**AIM OF THE EXERCISE**
In the entries below, the lines from the one with "Target: grass verge" through the one with "Sample output: point(44, 150)" are to be copied exactly; both ends count.

**EXTRACTED MATERIAL**

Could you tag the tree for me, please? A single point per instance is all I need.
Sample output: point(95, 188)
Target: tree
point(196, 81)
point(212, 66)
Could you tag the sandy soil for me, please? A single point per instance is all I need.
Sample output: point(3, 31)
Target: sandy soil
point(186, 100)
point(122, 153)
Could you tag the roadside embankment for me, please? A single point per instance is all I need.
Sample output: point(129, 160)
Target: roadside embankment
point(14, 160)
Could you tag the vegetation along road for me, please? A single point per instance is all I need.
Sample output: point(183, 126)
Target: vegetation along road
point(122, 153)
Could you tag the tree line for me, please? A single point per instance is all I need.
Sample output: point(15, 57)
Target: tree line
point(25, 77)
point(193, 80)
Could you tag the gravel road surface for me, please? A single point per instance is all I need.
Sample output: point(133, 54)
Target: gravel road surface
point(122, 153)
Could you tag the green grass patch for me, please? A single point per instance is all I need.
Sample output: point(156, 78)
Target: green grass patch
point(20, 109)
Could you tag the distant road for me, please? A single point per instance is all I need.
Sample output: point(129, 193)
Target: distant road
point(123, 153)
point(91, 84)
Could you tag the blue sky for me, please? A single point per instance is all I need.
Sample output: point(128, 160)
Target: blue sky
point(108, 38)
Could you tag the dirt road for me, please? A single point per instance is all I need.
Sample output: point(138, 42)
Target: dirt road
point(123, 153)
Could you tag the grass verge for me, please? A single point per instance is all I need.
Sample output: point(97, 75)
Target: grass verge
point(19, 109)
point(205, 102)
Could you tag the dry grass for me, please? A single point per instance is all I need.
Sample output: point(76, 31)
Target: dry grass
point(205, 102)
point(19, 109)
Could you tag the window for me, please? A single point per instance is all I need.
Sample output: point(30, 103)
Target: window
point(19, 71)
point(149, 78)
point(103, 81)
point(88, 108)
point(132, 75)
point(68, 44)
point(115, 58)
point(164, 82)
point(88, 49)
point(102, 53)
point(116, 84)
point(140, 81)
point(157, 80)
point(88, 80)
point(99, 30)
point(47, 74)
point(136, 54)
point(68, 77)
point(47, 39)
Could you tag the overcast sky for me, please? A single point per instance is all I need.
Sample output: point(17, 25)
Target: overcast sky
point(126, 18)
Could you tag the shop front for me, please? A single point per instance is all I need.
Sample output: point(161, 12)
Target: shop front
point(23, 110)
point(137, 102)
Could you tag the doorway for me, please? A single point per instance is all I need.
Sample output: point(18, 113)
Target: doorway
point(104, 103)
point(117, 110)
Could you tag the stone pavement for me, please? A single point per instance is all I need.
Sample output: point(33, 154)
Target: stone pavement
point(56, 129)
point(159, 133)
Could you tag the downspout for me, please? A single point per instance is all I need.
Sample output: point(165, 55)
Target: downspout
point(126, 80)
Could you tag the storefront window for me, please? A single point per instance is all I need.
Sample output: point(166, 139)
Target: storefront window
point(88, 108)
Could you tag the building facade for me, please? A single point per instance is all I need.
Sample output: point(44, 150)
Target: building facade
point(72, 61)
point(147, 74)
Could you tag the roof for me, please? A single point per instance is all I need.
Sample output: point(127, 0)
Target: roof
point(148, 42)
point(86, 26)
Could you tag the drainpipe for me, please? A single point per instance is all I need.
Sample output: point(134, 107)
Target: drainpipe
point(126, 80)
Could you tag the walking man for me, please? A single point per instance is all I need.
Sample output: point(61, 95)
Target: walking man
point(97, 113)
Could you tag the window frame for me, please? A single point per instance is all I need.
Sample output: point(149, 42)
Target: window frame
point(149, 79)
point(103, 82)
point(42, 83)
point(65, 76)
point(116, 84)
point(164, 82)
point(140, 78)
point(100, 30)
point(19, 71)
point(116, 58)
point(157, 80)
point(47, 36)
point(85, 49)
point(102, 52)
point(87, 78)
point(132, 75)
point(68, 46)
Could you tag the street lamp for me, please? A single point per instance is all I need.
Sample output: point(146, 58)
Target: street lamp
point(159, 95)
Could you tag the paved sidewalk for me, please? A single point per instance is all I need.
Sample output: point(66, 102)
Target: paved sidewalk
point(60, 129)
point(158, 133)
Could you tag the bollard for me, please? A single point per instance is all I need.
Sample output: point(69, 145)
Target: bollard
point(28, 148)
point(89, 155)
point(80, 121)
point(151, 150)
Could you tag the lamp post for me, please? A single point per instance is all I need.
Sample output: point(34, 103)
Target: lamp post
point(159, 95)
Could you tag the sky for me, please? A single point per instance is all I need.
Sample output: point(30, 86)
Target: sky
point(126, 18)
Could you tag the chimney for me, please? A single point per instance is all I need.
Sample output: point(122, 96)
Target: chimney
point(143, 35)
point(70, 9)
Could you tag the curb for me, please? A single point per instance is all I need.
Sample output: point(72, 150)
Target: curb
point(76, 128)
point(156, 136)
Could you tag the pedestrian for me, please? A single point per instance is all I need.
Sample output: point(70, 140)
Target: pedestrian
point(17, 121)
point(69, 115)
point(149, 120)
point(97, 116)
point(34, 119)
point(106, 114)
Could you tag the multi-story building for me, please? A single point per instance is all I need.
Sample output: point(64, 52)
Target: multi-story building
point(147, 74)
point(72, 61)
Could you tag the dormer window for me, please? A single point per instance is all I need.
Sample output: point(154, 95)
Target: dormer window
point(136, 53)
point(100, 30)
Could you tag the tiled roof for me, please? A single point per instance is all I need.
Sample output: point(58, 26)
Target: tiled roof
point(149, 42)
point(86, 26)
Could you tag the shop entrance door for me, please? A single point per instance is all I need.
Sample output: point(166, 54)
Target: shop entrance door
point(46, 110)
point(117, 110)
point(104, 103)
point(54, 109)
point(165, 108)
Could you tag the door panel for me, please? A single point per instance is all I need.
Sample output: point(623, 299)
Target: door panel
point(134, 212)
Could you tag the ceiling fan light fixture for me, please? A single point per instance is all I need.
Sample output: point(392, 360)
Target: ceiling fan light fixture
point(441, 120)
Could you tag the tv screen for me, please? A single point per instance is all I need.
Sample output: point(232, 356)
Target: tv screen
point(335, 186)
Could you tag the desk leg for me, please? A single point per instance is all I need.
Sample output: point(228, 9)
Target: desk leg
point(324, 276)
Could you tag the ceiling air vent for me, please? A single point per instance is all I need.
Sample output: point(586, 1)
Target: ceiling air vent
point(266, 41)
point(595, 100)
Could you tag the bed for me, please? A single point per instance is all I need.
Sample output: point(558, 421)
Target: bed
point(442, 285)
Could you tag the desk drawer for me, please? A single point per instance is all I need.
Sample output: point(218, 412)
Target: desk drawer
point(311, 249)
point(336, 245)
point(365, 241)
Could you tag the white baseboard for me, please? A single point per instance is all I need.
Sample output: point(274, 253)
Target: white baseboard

**ANSWER BOX**
Target: grass verge
point(19, 109)
point(205, 102)
Could you tag the dry grass for me, please? A single point per instance is all I need.
Sample output: point(76, 31)
Target: dry grass
point(205, 102)
point(19, 109)
Could you tag the window for me, please? A single point per instance is all I need.
Sample output: point(30, 103)
Target: window
point(19, 71)
point(149, 78)
point(103, 81)
point(88, 108)
point(132, 75)
point(68, 44)
point(115, 58)
point(164, 82)
point(88, 49)
point(102, 53)
point(116, 84)
point(140, 81)
point(157, 80)
point(88, 80)
point(99, 30)
point(47, 74)
point(136, 54)
point(68, 77)
point(47, 39)
Could you tag the overcast sky for me, please? A single point per instance is all I need.
Sample output: point(17, 25)
Target: overcast sky
point(126, 18)
Could you tag the shop front for me, please? A single point per instance is all I need.
Sample output: point(161, 12)
Target: shop front
point(23, 110)
point(137, 102)
Could you tag the doorway for me, please? A single point per instance is all I need.
Sample output: point(18, 113)
Target: doorway
point(104, 103)
point(117, 110)
Could you tag the stone pavement for me, please? A single point per instance is all I need.
Sample output: point(33, 154)
Target: stone pavement
point(56, 129)
point(159, 133)
Could you tag the downspout for me, please? A single point per instance is all I need.
Sample output: point(165, 55)
Target: downspout
point(126, 80)
Could you tag the storefront window for me, please? A single point per instance is all I need.
Sample output: point(166, 139)
Target: storefront window
point(88, 108)
Could you tag the building facade for me, please? A single point per instance is all I need.
Sample output: point(44, 150)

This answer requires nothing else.